- [TASK STATEMENT] Transcribe the listing word for word.

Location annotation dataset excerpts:
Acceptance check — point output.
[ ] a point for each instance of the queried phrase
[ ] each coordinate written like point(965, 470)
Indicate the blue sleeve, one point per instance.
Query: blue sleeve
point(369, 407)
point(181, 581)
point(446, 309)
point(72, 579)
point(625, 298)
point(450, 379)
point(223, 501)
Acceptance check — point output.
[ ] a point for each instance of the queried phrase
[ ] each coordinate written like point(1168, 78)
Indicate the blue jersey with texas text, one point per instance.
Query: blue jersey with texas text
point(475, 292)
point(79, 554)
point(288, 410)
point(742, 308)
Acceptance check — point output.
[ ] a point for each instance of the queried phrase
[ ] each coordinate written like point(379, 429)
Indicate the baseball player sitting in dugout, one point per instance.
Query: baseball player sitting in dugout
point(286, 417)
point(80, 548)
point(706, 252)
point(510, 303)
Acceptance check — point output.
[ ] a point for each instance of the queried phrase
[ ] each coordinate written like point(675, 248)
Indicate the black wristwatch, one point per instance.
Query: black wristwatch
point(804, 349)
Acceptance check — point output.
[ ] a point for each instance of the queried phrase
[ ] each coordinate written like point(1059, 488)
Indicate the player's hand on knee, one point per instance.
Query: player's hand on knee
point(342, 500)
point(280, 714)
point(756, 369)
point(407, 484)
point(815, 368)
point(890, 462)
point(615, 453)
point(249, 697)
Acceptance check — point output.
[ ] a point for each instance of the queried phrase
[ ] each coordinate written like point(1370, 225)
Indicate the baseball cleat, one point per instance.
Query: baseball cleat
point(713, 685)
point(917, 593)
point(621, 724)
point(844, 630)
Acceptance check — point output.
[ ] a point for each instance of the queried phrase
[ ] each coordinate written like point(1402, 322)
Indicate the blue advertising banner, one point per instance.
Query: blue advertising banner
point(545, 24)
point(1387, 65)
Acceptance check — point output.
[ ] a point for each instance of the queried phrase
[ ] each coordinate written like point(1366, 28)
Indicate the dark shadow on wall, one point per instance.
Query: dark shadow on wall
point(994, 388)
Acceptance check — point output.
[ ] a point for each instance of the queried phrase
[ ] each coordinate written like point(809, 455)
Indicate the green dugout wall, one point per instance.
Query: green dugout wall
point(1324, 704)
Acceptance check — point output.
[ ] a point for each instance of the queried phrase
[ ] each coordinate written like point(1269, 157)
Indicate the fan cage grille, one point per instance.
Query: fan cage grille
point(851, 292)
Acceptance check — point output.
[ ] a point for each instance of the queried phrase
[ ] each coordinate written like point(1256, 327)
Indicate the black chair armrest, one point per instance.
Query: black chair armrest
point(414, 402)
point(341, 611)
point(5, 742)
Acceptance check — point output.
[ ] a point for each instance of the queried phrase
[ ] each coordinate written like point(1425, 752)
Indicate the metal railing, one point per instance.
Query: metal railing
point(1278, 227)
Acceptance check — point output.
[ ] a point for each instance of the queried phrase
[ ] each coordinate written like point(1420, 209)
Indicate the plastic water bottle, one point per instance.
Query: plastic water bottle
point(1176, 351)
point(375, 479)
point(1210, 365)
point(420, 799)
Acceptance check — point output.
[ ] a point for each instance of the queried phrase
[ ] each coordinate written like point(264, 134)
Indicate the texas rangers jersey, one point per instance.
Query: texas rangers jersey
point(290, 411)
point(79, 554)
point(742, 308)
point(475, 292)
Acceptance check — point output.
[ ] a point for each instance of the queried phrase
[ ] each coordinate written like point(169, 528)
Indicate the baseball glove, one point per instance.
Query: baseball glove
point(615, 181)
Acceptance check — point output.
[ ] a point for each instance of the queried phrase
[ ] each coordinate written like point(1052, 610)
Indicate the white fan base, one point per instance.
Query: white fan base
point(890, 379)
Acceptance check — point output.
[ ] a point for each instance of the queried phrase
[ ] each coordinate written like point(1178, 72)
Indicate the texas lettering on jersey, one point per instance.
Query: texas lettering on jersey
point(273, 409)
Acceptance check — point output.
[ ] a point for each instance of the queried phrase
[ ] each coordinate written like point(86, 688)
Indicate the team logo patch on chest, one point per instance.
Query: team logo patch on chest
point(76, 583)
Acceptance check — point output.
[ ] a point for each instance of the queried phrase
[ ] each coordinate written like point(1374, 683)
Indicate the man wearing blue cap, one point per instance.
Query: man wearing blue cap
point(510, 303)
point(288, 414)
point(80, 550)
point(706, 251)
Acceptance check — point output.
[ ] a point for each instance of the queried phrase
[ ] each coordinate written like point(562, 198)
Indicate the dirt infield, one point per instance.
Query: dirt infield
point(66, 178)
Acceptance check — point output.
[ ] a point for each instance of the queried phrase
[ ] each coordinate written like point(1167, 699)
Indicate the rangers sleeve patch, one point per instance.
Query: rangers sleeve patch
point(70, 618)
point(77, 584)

- [RESULT BELOW]
Acceptance check — point output.
[ ] a point for each instance of the queried phrase
[ ] each coordinate written like point(965, 470)
Indicate the blue sleeve, one point per instance.
Query: blue sleeve
point(369, 407)
point(181, 581)
point(446, 309)
point(72, 579)
point(625, 298)
point(450, 379)
point(223, 501)
Acceptance check — point output.
[ ] a point for each instance of the queried phrase
[ ] each coordinate written like point(1168, 78)
Indicate the blue jersey with texas text, one point per instance.
Query: blue jersey with texas text
point(475, 292)
point(79, 554)
point(288, 410)
point(742, 308)
Acceptance check — point output.
[ ] a point for each instance of the queried phrase
[ ] each coordinate written like point(379, 429)
Indicate the baseball player sitting in dugout, one point per instance.
Query: baseball player sitting in dugout
point(286, 417)
point(80, 548)
point(706, 252)
point(510, 303)
Acceptance check — point output.
[ ] a point for each instance of the queried phrase
[ ] each coordinate written like point(675, 248)
Indicate the black wristwatch, one point per instance.
Query: black wristwatch
point(804, 349)
Acceptance check — point output.
[ ] a point for each instance of the queried phrase
[ ] each coordinate written like point(1059, 488)
Indicate the player's hand on knee, one point per instance.
Query: player's hand on knee
point(342, 500)
point(280, 714)
point(756, 369)
point(407, 484)
point(815, 368)
point(890, 462)
point(615, 453)
point(249, 697)
Acceptance check — point output.
[ ] a point for each instance of the queried phrase
[ ] each coordinate written like point(1370, 225)
Indicate the baseball cleat, one point per instance.
Query: baseball cleat
point(713, 685)
point(917, 593)
point(621, 724)
point(844, 630)
Acceptance check — point output.
[ ] a point for each instance of the queried phrase
[ ] each coordinate written like point(1402, 322)
Indicate the blue advertising banner, one point per instance.
Query: blue advertising banner
point(545, 24)
point(1387, 65)
Acceptance check — point output.
[ ] a point for each instance of the queried phrase
[ ] each coordinate written like point(1366, 28)
Indicate the dark shadow on wall, one point per instance.
Query: dark shadow on wall
point(994, 388)
Acceptance check — point output.
[ ] a point for each instance of the queried phrase
[ ] each coordinate written like point(809, 455)
Indicate the green dugout wall, one point per instance.
Query: green dugout wall
point(1324, 704)
Acceptance check — point output.
[ ] a point for each instance of the queried phrase
[ ] each coordinate written like point(1269, 157)
Indicate the fan cage grille, one point per instance.
Query: fan cage grille
point(851, 292)
Acceptance check — point output.
[ ] a point for each instance of the queried phrase
[ ] each coordinate written like point(1256, 327)
Indicate the black chair armrest, one point per instance.
Query: black chair armrest
point(414, 402)
point(341, 611)
point(5, 742)
Acceptance check — point output.
[ ] a point for each instance of the queried phrase
[ ] each coordinate written like point(1425, 752)
Indicate the metal railing, one point per instance.
Query: metal railing
point(1278, 227)
Acceptance check — point output.
[ ] a point for each instance of the queried phrase
[ ] each coordinate written like point(1420, 209)
Indicate the plastic water bottle, one point per instance.
Query: plastic water bottle
point(1176, 351)
point(375, 479)
point(1210, 365)
point(420, 799)
Acceptance check — point output.
[ ] a point for each instance of the queried phrase
[ ] each coordinate written like point(264, 134)
Indicate the texas rangers jersey, one point per instance.
Query: texas rangers jersey
point(290, 411)
point(79, 554)
point(742, 308)
point(475, 292)
Acceptance check — point output.
[ ] a point for each instance of the queried phrase
[ ] each coordinate written like point(169, 528)
Indicate the baseball glove, one point per instance.
Query: baseball glove
point(615, 181)
Acceptance check — point output.
[ ] a point for each instance of the queried phrase
[ ] each coordinate written like point(1052, 610)
Indicate the white fan base, one point per instance.
Query: white fan base
point(890, 379)
Acceptance check — point output.
[ ] a point for each instance of the queried phrase
[ ] each coordinate written like point(1178, 72)
Indicate the texas lettering on jersey, one point per instance.
Query: texas lettering on jersey
point(273, 409)
Acceptance check — point output.
[ ] a point for each instance of the queried phrase
[ ] each coordinate written like point(86, 688)
Indicate the team logo patch on chest, one point per instance.
Query: team logo patch on chest
point(76, 583)
Acceptance check — point output.
[ ] a point for each instance of the queried phrase
[ ] each coordinate written like point(1374, 683)
Indicate the man wearing blue cap, one point per instance.
Query: man wearing blue cap
point(510, 303)
point(288, 414)
point(80, 550)
point(706, 251)
Acceptance check — point output.
[ ] a point for each instance of the queried phrase
[ ] each coordinate written like point(562, 198)
Indicate the dirt infield, one point per instance.
Query: dirt infield
point(66, 178)
Acceptance check — point output.
[ ] a point for each instance of the queried phrase
[ ] each coordinate written like point(1167, 699)
Indicate the rangers sleeve patch, one point per instance.
Query: rangers sleeve patch
point(70, 618)
point(77, 584)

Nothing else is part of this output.